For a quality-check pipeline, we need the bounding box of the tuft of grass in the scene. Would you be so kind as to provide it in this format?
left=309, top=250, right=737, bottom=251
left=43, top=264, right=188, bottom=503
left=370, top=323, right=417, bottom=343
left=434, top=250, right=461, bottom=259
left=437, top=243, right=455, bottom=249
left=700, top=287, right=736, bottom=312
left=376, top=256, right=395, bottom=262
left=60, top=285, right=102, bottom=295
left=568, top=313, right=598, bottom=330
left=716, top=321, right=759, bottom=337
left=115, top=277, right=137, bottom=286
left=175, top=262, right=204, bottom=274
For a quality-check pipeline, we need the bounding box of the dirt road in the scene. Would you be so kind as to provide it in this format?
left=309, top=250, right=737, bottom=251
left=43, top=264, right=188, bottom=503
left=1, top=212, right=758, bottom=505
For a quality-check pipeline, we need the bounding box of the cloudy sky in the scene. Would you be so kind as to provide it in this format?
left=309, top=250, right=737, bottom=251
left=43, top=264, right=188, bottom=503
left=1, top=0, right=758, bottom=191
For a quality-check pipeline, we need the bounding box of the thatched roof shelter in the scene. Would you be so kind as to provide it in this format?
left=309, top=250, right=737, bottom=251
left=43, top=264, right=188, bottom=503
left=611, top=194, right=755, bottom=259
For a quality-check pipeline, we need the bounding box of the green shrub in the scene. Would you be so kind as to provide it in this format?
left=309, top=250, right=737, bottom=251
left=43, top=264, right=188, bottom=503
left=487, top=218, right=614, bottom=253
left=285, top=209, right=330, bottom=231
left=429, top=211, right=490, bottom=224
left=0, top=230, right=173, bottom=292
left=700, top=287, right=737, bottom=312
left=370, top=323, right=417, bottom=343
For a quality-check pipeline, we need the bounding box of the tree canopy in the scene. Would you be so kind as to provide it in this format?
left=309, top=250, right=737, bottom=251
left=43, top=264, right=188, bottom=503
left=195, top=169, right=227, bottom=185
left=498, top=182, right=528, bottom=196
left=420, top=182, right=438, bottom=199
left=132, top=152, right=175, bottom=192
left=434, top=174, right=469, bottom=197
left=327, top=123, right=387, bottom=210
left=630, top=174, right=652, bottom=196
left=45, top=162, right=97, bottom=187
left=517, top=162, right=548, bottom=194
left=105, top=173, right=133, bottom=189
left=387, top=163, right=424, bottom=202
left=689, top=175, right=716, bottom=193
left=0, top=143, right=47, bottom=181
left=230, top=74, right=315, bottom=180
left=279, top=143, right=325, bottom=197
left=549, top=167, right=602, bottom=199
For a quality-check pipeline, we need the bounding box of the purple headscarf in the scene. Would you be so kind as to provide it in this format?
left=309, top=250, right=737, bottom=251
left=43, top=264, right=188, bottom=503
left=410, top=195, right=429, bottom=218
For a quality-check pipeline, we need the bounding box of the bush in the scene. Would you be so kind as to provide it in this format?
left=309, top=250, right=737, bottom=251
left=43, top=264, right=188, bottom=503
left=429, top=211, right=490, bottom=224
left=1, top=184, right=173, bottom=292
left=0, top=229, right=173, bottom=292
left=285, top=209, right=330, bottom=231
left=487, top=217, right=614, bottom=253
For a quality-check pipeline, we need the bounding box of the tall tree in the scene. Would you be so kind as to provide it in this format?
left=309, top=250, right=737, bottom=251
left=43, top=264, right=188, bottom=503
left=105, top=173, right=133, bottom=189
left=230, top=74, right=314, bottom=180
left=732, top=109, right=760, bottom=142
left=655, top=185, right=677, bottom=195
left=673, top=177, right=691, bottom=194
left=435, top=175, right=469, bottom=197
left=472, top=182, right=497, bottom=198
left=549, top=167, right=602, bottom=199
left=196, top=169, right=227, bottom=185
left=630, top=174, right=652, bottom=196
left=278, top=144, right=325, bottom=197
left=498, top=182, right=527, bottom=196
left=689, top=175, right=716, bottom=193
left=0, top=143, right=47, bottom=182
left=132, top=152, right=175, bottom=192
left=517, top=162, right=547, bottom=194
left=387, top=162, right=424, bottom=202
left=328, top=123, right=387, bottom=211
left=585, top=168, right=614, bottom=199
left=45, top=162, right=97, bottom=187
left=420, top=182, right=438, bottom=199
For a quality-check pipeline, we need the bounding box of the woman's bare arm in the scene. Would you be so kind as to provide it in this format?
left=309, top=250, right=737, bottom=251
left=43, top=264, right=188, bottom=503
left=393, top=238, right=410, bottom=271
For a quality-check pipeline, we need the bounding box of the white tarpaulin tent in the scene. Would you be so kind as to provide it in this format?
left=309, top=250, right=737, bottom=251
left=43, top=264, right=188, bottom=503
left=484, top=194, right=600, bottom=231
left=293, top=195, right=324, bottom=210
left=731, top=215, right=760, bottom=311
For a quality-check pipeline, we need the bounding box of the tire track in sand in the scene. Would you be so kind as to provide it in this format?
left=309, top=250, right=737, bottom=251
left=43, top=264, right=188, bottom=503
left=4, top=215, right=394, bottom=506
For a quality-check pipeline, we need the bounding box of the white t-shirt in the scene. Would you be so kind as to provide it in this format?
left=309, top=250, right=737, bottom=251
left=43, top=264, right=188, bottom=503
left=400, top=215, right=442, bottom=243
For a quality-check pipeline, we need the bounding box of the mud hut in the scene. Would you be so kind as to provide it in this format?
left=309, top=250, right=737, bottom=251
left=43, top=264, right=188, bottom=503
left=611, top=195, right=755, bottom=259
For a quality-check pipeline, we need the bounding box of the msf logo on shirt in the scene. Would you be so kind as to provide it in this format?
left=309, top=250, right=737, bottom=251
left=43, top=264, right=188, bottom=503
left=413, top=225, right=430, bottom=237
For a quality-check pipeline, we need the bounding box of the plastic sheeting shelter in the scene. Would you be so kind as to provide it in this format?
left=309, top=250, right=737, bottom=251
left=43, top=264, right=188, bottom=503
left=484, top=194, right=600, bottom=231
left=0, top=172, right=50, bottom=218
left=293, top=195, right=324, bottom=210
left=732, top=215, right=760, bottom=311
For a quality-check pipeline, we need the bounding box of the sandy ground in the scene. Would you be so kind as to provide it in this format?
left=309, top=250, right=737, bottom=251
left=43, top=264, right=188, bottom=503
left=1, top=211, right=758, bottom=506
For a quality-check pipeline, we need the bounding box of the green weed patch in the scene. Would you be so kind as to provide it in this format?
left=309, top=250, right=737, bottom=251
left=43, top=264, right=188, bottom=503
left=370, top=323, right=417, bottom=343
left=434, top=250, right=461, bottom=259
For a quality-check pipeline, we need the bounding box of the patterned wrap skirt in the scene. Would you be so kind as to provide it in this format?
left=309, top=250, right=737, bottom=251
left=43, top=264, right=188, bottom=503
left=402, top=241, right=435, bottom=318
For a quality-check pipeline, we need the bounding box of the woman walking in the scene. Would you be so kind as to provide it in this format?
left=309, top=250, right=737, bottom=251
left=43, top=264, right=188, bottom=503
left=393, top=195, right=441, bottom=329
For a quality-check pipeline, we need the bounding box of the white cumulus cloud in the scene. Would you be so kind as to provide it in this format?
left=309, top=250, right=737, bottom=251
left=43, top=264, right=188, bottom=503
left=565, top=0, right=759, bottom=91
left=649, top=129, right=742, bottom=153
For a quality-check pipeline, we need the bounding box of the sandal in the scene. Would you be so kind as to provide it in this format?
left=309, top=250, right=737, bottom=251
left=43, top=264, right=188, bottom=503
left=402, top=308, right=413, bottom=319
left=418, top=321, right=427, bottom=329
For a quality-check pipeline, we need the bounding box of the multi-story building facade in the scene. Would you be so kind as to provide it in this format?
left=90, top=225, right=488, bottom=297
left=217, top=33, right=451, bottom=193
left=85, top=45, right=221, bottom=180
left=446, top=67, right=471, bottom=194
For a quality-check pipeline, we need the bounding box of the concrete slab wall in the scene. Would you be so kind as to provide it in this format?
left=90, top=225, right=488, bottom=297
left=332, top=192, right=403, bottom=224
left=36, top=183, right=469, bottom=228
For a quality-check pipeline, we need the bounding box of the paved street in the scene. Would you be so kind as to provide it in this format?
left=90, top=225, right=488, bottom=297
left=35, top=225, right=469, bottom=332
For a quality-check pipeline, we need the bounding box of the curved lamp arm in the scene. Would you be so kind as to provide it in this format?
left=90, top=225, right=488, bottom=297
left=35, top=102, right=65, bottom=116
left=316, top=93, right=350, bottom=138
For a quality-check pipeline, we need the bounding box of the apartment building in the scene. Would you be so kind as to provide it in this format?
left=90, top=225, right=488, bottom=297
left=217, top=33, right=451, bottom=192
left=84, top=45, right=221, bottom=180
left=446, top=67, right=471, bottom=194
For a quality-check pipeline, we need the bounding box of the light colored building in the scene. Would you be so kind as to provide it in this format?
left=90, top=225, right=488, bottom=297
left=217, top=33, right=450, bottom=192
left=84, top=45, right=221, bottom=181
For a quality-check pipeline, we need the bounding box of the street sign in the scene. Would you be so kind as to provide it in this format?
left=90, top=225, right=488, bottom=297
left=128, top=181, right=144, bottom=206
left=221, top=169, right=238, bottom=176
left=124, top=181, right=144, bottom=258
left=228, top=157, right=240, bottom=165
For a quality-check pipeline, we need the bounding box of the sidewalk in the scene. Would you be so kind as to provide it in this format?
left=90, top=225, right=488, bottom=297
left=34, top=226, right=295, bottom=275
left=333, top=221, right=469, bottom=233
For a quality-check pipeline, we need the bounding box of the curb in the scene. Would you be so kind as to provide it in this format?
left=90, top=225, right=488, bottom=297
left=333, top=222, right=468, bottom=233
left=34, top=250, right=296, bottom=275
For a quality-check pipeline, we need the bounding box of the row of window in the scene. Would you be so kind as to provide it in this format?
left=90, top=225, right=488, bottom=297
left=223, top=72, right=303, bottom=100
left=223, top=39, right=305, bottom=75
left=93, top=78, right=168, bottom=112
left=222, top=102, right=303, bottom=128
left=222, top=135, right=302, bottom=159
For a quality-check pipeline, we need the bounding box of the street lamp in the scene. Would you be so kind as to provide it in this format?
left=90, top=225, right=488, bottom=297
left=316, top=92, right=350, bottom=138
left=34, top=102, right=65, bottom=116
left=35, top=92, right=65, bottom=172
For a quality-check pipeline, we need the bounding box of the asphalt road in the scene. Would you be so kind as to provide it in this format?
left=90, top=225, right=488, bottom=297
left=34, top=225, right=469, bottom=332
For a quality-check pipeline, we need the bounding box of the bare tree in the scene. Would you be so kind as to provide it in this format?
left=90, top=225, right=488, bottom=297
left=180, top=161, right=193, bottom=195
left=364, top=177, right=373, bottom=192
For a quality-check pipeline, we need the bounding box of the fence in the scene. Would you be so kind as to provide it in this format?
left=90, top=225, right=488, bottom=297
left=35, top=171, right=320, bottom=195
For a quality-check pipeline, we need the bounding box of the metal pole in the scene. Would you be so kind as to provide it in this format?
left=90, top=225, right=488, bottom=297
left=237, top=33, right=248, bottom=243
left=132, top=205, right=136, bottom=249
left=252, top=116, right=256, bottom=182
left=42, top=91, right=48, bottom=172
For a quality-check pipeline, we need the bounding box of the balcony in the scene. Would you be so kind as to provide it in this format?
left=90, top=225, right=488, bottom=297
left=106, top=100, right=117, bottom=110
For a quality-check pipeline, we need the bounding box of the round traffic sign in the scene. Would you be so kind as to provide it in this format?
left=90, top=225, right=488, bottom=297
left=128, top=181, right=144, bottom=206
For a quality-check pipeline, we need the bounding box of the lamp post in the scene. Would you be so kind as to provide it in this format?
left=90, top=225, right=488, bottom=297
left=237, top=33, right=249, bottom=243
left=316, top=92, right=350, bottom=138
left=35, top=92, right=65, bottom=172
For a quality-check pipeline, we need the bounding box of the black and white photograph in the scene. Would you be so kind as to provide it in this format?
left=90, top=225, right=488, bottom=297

> _Task details_
Search the listing for "woman" and copy each line holding it.

> _Solution for this problem_
For a quality-check pipeline, we need the bounding box of the woman's bare arm in the scene. Would you be so kind as to provide it in this format?
For a quality-check pipeline, we need the bounding box of the woman walking in the scene. Would you be so kind as to provide it in this format?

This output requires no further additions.